◆ **Requirements**
Copy word for word the lines of the items below, from the line containing "point_to(query) identifies every instance of the blurred" through the last line of the items, including both.

============

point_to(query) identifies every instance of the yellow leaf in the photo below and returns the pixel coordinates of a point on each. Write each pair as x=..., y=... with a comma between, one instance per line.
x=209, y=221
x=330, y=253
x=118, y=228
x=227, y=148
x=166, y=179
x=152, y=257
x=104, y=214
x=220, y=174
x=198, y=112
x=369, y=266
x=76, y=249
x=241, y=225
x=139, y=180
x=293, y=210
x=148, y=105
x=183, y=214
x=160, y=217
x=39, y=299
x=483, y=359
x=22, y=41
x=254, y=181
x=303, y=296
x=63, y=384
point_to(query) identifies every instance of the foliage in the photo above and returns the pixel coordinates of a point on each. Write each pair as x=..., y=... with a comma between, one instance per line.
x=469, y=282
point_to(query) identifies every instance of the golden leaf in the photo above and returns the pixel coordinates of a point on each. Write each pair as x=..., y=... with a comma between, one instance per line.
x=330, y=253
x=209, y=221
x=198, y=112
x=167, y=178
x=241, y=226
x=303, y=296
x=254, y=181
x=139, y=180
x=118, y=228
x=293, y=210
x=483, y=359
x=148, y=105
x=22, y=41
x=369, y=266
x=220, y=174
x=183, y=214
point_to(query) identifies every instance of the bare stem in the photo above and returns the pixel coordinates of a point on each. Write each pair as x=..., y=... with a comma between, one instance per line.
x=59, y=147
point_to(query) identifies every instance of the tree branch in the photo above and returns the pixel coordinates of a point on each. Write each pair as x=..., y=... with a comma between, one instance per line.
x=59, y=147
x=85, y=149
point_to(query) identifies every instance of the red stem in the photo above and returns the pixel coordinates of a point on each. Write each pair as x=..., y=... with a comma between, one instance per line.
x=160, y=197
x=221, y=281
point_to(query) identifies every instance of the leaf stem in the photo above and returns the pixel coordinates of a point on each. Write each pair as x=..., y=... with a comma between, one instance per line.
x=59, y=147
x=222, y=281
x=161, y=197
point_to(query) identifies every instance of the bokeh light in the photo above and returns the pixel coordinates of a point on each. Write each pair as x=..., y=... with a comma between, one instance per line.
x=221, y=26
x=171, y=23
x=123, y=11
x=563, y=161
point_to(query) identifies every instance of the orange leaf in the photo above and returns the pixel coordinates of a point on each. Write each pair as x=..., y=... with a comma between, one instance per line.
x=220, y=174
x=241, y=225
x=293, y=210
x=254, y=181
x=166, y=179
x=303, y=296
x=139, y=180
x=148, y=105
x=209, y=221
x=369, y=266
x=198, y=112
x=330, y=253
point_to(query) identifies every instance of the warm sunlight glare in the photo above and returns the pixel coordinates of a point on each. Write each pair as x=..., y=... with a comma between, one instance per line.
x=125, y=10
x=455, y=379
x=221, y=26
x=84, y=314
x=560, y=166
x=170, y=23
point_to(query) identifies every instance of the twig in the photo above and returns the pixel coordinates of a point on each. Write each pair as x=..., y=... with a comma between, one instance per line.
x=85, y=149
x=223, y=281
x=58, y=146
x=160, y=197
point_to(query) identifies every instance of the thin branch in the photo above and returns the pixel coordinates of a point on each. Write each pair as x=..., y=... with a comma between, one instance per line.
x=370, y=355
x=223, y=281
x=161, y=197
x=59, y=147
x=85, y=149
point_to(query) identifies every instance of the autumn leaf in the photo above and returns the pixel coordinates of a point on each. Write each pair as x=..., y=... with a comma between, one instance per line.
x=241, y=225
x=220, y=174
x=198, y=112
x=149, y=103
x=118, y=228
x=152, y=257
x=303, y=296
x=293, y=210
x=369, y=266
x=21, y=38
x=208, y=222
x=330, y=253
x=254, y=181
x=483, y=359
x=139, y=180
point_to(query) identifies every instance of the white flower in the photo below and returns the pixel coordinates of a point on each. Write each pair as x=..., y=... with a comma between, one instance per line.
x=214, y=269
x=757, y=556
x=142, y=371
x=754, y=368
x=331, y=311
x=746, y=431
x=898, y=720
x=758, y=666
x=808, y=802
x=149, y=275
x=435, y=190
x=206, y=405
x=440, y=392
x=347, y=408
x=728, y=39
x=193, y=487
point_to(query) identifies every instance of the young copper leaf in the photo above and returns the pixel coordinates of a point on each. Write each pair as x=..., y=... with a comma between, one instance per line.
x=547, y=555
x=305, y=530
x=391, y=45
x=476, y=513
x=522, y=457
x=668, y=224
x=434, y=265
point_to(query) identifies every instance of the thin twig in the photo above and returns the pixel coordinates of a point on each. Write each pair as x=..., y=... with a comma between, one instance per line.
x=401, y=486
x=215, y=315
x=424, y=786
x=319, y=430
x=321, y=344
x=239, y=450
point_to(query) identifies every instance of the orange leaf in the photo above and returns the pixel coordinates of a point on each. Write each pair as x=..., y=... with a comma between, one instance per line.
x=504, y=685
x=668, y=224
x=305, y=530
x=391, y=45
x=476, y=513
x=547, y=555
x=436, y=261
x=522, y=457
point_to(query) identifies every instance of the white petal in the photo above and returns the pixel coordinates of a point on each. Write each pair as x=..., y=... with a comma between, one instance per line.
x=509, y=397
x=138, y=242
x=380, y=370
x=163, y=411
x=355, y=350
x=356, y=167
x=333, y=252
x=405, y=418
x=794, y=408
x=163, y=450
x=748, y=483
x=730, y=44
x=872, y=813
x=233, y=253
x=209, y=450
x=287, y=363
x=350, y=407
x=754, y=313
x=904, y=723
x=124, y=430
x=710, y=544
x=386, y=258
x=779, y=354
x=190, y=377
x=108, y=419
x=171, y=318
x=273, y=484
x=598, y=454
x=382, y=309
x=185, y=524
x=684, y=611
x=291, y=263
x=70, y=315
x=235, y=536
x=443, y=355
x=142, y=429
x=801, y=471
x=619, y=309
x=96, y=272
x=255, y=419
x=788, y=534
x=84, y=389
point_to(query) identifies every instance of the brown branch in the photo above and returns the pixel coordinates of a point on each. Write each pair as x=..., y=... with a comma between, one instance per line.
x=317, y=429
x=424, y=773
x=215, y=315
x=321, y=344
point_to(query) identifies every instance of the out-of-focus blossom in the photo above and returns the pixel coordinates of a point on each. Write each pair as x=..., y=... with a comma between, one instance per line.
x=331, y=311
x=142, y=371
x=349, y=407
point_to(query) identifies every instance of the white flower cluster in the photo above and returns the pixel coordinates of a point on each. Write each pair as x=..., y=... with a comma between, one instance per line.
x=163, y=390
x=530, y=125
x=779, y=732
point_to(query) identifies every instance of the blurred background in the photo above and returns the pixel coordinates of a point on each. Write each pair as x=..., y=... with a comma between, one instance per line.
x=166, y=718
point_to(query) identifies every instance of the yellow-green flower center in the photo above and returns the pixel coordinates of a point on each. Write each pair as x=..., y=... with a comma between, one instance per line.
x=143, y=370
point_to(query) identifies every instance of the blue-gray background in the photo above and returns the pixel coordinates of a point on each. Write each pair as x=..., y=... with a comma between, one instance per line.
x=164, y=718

============

◆ **The response**
point_to(query) identifies every instance of the blurred background in the photo above and returns the pixel coordinates of a point on each. Write each pair as x=..., y=... with a comma between, one instance per line.
x=166, y=718
point_to(query) identifies every instance of the yellow-green flower center in the photo above and returns the pixel coordinates of a point on each. Write each pair as x=..., y=... with a comma between, one instance per line.
x=143, y=370
point_to(query) identifies every instance of the blue-gray background in the photo above and returns the pixel coordinates of a point on each. Write each pair as x=..., y=... with a comma between, one instance per line.
x=164, y=718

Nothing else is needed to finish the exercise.